-- begin RECORDS FOR THE TASK --

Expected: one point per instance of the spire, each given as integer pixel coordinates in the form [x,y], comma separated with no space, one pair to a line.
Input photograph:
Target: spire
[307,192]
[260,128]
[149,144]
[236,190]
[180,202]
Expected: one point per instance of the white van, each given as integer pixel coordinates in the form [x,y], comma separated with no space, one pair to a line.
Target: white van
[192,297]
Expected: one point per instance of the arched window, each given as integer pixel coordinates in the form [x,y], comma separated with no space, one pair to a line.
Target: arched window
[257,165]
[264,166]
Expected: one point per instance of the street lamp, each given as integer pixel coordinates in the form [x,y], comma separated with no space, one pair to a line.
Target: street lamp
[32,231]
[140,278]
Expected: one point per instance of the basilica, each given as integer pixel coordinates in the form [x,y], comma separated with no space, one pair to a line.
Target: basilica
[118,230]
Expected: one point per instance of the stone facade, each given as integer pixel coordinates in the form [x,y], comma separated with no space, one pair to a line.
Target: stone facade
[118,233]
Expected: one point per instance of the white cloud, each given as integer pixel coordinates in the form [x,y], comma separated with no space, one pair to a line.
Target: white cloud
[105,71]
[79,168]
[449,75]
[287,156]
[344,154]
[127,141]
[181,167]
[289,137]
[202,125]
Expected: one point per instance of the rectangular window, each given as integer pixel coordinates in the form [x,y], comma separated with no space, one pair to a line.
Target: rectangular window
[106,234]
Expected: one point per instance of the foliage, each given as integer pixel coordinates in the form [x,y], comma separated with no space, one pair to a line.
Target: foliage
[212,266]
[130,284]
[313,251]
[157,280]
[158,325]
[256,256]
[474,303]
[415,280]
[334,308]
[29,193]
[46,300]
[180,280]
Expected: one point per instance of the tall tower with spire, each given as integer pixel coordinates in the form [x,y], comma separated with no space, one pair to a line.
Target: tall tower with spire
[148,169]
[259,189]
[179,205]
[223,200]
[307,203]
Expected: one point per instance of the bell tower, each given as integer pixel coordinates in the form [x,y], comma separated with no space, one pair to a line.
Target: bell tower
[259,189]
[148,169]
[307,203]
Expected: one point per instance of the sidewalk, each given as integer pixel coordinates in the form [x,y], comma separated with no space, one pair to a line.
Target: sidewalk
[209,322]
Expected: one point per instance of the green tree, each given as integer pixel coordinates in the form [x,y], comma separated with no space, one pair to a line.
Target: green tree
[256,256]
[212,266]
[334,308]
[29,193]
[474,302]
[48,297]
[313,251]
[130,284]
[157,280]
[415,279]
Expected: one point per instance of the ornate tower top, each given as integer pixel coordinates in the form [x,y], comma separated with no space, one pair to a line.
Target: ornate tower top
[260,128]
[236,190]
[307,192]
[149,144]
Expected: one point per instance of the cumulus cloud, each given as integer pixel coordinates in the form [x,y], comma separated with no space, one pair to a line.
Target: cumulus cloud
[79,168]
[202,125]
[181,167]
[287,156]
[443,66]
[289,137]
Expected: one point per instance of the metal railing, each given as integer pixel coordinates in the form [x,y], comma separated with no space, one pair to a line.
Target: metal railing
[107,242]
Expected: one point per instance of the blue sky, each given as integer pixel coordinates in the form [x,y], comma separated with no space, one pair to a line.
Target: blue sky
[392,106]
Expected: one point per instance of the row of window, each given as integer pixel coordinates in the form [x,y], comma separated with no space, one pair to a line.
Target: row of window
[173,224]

-- end RECORDS FOR THE TASK --

**WORK TO BE COMPLETED:**
Reproduce the records above in full, switching every occurrence of "integer pixel coordinates" to "whole-number pixel coordinates" and leaving all other text unchanged.

**FULL RESPONSE:**
Expected: one point per instance of the spire, each given as whole-number pixel coordinates in the form [x,y], comma separated with no space, one pair to a line.
Input photograph:
Target: spire
[307,192]
[260,128]
[149,144]
[236,190]
[180,202]
Expected: one point per instance of the white van, each given as whole-number pixel coordinates in the form [x,y], comma separated with no space, one pair to a line.
Target: white van
[192,297]
Expected: one point per instance of the arched window, each given as whole-number pixel coordinates in the form [x,y], comma separated with no space, one pair to a line.
Target: arched window
[257,165]
[264,166]
Expected: one point per instance of the street lamp, each given as whole-number pixel coordinates in the form [x,y], comma separated with no space, one pair to a line.
Target: street lamp
[32,231]
[140,278]
Expected: one point per instance of the basilica, each given as whole-number pixel coordinates in the form [x,y], comma separated with no space, one pair to a line.
Target: basilica
[118,230]
Expected: one point per instance of the stone facade, each given as whole-number pixel coordinates in the form [x,y], comma separated with no space, one pair to a line.
Target: stone facade
[118,233]
Expected: one point per instance of the white cloud, each given as whole-number pixel coordinates in the form [x,y], comma separated with no space, one pair to a line.
Target: white cloud
[105,71]
[79,168]
[449,75]
[287,156]
[344,154]
[127,141]
[181,167]
[289,137]
[202,125]
Expected: one point per instance of the rectangular window, each given as whole-number pixel coordinates in the form [x,y], comma separated with no space, one pair to a line.
Target: rectangular window
[106,234]
Expected: one point per instance of the foliage, each given as whole-number pixel coordinates in the form [x,y], comma separated with no space, one pair to a line.
Target: foliage
[212,266]
[130,284]
[313,251]
[157,280]
[158,325]
[256,256]
[474,303]
[415,280]
[334,308]
[29,193]
[46,300]
[180,280]
Expected: one point per instance of the tall tower with spire, each given as whole-number pixel coordinates in the form [x,y], comma separated with no space, one pair to a line.
Target: tall tower with spire
[148,169]
[259,189]
[179,205]
[223,200]
[307,203]
Expected: one point per instance of the bell tower, each given as whole-number pixel coordinates in the form [x,y], comma separated with no space, one pair to a line.
Target: bell tower
[259,189]
[148,169]
[307,203]
Expected: one point per instance of the sidewalk, each given as whole-number pixel coordinates in the form [x,y], comma separated with no space, one pair to a line.
Target: sidewalk
[209,322]
Expected: one point per instance of the green tree, each given as whole-number pixel coordinates in the form [x,y], comma separated with no space, one pair to a line.
Target: green tree
[256,256]
[212,266]
[334,308]
[29,193]
[474,302]
[48,297]
[313,251]
[130,284]
[157,280]
[415,279]
Expected: one point per instance of the ornate tower top, each given as whole-number pixel coordinates in the form [x,y], comma separated with no space, one pair to a line.
Target: ornate tower top
[260,128]
[236,190]
[307,192]
[149,144]
Expected: one point per instance of the cumulus cloud, each given as whole-number pixel coordinates in the form [x,y], comma separated with no space, one pair to a line.
Target: cumulus cloud
[79,168]
[202,125]
[181,167]
[287,156]
[443,66]
[289,137]
Expected: one point per instance of the metal railing, each given as whole-number pixel coordinates in the form [x,y], comma separated with no space, one pair to a line.
Target: metal railing
[107,242]
Expected: one point per instance of the blue sky, each given as whole-number pixel coordinates in the form [x,y], comma separated with no space, one pair to a line.
Target: blue sky
[392,106]
Expected: one point per instance of the row of window, each given as whole-number pixel coordinates in the form [x,y], comma separated with no space, one pair to a line.
Target: row of window
[173,224]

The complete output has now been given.